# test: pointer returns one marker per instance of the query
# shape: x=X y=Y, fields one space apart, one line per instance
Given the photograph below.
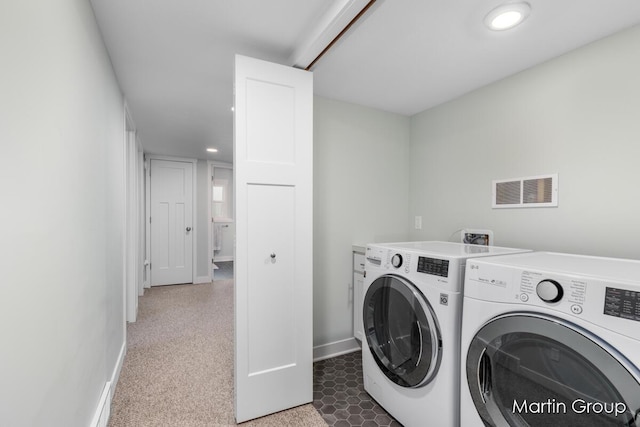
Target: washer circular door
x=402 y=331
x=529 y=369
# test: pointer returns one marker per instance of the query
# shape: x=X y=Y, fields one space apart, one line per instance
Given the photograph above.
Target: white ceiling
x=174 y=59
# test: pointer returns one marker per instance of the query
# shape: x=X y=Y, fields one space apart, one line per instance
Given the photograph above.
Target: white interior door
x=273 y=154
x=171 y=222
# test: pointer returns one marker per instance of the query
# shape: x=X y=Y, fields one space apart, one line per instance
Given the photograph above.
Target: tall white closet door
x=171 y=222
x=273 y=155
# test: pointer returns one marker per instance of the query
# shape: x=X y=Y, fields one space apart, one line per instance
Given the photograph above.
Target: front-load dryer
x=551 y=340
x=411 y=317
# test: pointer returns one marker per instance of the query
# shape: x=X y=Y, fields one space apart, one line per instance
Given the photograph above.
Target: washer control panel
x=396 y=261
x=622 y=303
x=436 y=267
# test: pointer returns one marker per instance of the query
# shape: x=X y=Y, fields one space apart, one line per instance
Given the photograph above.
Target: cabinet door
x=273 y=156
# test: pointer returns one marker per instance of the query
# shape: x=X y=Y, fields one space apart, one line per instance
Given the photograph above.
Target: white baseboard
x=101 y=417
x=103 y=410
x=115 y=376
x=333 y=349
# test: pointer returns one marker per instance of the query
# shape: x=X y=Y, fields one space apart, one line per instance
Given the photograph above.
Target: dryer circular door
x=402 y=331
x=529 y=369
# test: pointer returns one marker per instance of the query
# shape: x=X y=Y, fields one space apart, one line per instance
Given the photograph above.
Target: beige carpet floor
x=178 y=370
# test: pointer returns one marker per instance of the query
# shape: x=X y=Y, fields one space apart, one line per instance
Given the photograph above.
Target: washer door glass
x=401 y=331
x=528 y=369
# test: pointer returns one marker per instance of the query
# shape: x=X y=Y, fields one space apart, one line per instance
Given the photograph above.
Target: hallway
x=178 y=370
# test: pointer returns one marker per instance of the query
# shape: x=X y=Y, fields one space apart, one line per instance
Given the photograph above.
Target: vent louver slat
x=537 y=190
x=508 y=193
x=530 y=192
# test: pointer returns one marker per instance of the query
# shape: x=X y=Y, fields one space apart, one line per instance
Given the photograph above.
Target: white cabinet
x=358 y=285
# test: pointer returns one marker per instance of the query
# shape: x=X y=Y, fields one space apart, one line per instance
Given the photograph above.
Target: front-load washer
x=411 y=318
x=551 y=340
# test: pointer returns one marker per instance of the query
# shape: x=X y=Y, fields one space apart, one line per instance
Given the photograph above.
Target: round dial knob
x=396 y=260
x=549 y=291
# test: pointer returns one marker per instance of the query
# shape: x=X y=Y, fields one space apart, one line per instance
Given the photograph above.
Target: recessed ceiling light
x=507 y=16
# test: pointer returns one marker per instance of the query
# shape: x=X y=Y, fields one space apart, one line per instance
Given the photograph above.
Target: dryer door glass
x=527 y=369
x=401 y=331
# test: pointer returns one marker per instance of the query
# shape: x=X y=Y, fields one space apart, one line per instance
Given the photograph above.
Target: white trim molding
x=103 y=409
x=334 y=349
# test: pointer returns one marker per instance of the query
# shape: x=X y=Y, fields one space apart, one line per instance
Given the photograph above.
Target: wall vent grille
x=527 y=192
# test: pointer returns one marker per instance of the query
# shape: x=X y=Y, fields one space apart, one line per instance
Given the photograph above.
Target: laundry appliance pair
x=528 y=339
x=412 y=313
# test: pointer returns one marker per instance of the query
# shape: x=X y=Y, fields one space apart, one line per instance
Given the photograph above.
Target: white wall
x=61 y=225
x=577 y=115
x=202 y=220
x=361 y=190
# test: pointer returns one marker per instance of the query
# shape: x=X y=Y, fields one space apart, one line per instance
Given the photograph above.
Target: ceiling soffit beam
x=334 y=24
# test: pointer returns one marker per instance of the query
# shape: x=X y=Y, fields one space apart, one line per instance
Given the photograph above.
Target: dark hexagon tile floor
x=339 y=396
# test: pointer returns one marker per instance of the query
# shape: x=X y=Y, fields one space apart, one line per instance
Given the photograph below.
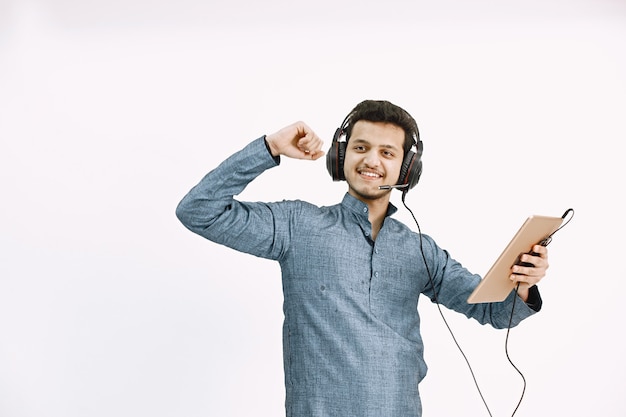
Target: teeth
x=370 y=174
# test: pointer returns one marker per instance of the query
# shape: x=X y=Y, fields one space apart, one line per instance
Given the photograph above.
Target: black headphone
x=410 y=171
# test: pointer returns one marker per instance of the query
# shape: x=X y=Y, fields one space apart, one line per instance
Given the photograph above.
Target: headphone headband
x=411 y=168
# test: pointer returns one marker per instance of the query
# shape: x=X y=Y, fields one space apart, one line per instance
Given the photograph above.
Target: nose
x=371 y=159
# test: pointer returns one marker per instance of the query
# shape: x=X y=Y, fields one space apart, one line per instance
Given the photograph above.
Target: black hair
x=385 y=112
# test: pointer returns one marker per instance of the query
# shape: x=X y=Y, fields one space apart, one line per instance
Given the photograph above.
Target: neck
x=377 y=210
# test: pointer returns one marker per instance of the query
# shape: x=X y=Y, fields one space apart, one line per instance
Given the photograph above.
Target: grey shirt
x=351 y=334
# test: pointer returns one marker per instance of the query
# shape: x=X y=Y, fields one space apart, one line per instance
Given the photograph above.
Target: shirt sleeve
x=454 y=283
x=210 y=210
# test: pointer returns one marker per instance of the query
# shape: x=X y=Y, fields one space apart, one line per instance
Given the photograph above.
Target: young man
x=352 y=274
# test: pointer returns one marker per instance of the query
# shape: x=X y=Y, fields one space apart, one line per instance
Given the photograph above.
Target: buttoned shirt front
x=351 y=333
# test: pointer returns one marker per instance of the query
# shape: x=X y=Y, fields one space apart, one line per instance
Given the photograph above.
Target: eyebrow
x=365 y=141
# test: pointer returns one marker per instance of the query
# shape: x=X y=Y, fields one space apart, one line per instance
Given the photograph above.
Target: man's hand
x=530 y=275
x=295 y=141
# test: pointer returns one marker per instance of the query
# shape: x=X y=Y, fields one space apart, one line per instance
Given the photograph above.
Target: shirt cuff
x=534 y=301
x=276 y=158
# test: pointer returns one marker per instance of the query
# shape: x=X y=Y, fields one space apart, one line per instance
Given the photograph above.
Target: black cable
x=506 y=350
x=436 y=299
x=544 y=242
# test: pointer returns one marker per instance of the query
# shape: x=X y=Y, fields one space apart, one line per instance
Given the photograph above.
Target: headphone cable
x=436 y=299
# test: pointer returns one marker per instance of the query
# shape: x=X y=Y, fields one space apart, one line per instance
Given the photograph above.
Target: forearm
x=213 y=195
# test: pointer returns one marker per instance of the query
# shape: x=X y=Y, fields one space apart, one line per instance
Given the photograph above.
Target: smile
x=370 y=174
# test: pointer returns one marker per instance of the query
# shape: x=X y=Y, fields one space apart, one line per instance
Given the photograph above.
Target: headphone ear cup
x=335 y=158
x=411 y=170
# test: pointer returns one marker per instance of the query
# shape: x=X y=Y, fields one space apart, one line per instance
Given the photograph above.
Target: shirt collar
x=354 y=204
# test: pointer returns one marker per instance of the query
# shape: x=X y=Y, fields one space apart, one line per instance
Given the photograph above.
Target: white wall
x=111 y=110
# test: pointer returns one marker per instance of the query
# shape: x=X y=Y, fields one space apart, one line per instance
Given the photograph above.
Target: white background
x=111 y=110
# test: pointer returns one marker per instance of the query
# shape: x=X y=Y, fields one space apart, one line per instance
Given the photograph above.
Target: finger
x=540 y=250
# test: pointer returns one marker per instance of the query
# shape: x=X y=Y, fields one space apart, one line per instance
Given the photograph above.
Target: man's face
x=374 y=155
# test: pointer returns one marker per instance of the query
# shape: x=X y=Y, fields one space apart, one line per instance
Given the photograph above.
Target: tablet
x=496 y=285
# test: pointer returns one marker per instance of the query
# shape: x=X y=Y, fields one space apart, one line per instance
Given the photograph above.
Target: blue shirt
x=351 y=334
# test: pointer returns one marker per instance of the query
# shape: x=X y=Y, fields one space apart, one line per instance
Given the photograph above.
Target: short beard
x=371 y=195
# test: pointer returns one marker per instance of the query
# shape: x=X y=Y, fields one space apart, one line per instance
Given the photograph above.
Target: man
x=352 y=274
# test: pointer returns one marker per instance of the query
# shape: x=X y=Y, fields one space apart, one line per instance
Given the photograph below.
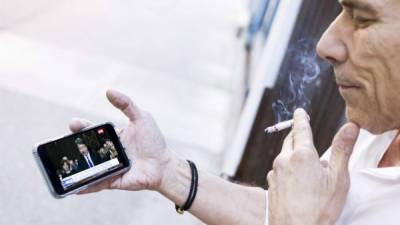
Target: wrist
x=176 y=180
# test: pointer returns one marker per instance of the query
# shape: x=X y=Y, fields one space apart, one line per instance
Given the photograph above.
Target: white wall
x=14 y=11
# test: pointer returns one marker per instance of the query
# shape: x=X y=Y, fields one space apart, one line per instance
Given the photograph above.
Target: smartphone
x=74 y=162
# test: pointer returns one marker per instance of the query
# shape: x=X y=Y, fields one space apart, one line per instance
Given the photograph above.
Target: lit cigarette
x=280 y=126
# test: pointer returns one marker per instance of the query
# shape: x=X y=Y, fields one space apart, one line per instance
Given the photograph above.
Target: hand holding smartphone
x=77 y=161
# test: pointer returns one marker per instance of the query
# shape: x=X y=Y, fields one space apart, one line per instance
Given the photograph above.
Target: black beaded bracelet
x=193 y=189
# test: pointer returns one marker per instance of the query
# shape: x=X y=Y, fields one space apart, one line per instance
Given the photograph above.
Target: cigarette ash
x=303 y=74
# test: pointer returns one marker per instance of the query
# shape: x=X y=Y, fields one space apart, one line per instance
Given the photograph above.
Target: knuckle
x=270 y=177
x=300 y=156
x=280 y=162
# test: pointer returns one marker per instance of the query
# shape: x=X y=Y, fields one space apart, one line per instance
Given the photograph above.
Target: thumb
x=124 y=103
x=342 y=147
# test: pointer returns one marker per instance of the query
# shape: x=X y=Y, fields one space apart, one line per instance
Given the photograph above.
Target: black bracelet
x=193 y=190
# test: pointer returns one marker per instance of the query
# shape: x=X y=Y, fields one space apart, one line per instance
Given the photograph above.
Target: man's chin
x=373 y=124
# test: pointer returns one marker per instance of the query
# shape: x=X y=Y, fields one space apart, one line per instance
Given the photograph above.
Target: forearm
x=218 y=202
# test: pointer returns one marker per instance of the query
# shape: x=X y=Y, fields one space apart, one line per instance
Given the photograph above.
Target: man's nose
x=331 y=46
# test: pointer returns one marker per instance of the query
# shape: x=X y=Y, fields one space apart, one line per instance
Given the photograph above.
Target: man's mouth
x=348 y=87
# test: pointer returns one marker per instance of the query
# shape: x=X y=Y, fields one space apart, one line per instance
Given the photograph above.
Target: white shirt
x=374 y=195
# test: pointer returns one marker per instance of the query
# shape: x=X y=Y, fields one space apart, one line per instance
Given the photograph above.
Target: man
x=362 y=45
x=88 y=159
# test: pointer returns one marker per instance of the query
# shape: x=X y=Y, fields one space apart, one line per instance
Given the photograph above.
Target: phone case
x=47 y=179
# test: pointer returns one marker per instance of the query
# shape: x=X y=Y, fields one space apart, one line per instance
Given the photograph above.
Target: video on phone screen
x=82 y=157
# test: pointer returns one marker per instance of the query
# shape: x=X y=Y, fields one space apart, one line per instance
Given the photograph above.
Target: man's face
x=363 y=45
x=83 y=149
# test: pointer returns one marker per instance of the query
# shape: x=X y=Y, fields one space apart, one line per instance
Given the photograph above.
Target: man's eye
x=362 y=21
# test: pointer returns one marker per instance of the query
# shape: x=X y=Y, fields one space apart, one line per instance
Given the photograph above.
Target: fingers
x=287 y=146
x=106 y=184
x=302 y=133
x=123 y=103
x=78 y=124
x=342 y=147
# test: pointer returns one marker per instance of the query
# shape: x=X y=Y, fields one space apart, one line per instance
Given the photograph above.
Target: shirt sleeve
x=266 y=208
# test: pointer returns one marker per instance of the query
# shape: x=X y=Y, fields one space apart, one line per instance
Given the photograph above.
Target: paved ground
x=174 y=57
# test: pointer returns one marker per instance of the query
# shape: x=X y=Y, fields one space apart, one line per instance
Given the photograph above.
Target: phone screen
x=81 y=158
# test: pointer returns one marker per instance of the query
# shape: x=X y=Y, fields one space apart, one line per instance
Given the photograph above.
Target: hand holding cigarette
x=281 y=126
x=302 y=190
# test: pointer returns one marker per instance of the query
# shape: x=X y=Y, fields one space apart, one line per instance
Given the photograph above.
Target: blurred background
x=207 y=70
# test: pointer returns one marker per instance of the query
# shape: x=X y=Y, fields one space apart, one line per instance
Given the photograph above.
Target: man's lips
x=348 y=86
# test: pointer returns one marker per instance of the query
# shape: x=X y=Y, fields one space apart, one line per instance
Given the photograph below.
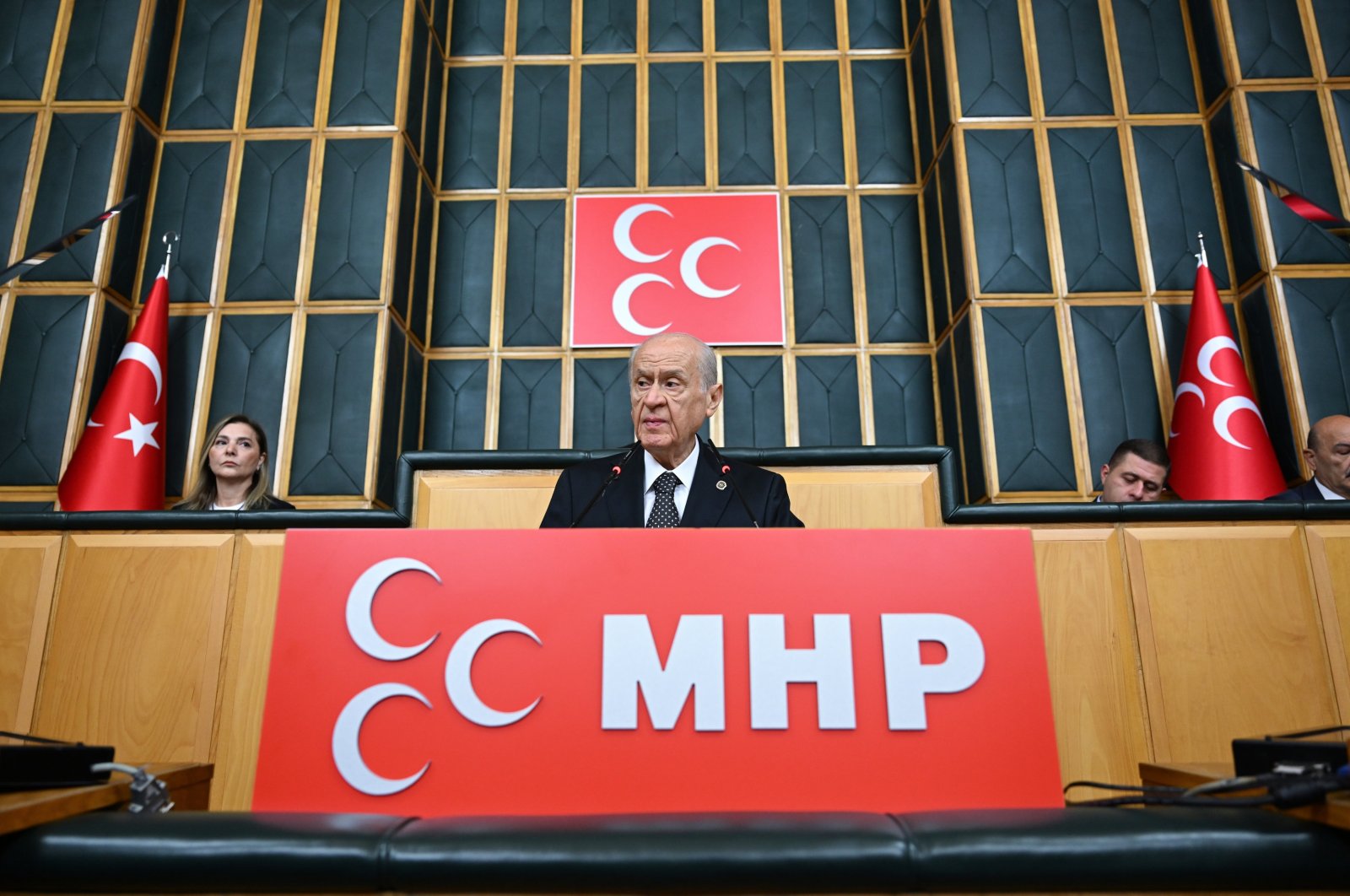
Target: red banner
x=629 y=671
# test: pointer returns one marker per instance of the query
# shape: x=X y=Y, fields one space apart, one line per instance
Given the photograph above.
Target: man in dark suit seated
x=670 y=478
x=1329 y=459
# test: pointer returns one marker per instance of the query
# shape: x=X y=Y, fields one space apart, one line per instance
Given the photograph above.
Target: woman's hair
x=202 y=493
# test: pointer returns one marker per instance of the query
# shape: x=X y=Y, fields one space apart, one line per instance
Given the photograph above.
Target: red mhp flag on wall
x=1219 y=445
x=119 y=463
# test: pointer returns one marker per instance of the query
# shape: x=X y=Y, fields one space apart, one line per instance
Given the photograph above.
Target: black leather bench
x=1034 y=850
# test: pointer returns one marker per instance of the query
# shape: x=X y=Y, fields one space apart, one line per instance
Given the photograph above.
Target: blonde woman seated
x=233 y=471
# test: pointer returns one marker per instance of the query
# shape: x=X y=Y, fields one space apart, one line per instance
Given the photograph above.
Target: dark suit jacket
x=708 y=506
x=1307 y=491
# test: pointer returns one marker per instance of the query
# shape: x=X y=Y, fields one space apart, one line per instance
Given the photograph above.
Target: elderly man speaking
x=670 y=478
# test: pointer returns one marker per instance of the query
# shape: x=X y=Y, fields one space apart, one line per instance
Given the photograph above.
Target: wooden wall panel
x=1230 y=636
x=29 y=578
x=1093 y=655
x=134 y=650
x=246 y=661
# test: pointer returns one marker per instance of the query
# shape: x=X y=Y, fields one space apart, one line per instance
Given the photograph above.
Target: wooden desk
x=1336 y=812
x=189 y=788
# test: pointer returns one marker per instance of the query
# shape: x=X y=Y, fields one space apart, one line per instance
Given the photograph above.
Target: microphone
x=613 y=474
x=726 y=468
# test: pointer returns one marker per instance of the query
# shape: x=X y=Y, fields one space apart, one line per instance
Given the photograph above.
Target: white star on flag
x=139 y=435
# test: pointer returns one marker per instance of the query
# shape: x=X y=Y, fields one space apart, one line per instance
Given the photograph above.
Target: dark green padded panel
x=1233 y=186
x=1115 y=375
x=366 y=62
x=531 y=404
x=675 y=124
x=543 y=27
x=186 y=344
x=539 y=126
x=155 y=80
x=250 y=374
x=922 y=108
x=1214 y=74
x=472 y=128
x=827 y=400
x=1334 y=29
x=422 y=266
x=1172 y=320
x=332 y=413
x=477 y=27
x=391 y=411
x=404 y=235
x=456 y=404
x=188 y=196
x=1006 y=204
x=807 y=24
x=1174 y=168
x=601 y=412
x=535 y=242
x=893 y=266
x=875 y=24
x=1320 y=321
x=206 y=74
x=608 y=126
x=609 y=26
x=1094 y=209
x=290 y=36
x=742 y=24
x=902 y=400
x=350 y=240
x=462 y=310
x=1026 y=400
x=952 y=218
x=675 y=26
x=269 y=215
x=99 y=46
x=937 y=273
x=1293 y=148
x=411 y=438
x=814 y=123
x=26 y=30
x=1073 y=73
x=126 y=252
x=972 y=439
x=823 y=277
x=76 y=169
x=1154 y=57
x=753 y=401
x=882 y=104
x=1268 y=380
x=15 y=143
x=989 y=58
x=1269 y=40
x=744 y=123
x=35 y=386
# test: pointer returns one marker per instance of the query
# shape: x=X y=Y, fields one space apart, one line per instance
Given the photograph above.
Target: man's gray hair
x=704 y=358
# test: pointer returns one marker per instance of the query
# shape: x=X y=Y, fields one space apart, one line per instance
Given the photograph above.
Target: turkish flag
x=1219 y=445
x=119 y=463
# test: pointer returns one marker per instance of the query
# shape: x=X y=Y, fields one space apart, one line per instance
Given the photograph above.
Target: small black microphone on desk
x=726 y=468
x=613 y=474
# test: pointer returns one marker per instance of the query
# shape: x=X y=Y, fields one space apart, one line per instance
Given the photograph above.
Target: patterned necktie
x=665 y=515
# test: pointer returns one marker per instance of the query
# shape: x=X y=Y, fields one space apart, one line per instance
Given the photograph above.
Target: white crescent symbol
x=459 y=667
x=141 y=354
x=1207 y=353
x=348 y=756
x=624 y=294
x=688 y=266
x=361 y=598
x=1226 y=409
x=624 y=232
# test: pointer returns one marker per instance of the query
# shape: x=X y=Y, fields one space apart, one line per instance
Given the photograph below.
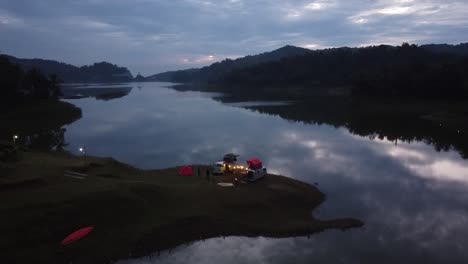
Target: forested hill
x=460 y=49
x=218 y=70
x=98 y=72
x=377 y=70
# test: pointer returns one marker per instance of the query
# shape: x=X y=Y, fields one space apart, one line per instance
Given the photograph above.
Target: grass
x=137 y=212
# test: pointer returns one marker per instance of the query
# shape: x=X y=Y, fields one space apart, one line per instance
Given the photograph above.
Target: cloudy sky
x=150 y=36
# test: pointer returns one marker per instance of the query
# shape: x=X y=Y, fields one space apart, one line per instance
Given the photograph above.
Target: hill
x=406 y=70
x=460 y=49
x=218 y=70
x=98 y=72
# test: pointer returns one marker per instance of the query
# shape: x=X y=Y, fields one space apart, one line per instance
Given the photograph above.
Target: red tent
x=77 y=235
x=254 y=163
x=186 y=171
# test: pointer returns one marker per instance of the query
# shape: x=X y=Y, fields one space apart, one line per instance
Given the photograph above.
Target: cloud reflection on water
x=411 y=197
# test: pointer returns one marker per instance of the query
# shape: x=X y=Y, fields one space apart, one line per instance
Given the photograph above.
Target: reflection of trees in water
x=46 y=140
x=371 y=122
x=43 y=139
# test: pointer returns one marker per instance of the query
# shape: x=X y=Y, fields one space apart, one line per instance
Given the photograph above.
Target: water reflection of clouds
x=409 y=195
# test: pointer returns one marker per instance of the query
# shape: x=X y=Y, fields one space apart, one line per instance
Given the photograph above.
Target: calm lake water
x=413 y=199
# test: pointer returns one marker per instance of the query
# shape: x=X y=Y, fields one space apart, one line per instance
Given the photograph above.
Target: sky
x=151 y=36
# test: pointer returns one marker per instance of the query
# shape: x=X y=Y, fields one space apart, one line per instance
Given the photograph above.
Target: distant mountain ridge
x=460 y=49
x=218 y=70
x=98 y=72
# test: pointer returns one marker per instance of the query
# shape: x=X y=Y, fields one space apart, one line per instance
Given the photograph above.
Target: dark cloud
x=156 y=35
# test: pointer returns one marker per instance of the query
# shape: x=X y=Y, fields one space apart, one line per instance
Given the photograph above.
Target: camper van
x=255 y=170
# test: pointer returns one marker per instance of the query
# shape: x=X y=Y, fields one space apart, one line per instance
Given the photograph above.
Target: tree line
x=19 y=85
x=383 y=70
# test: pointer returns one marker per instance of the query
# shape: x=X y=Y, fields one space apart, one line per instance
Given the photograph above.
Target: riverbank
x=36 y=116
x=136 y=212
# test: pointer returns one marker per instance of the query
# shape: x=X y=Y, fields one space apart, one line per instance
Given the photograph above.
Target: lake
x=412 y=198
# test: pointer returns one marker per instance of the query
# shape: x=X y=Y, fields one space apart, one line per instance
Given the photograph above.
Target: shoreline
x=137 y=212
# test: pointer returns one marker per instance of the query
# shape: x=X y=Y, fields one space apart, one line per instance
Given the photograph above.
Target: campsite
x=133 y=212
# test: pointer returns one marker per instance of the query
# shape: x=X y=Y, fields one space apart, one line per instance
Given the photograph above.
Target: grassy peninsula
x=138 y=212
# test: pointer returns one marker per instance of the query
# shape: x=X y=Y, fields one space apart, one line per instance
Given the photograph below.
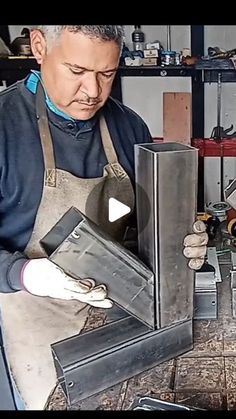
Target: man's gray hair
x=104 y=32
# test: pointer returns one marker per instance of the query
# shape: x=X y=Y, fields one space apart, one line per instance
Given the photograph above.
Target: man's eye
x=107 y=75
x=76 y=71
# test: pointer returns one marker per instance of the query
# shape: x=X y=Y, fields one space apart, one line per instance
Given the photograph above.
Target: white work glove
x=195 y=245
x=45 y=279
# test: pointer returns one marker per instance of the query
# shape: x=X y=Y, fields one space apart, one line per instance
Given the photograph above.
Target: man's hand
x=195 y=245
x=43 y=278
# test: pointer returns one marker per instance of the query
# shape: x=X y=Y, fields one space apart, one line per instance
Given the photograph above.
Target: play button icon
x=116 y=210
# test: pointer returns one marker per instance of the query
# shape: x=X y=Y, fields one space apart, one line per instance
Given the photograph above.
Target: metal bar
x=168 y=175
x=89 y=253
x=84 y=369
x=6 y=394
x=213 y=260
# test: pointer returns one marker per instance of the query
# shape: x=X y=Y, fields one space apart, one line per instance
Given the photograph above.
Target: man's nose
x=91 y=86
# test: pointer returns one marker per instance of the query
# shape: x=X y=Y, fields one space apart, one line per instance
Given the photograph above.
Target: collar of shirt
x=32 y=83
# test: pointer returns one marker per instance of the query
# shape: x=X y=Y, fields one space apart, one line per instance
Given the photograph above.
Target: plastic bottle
══════════
_Work required_
Which lines in the rows above contain the word "ceiling"? Report each of them in full.

_Reply to the task_
Target: white ceiling
Target: recessed ceiling light
Target: ceiling soffit beam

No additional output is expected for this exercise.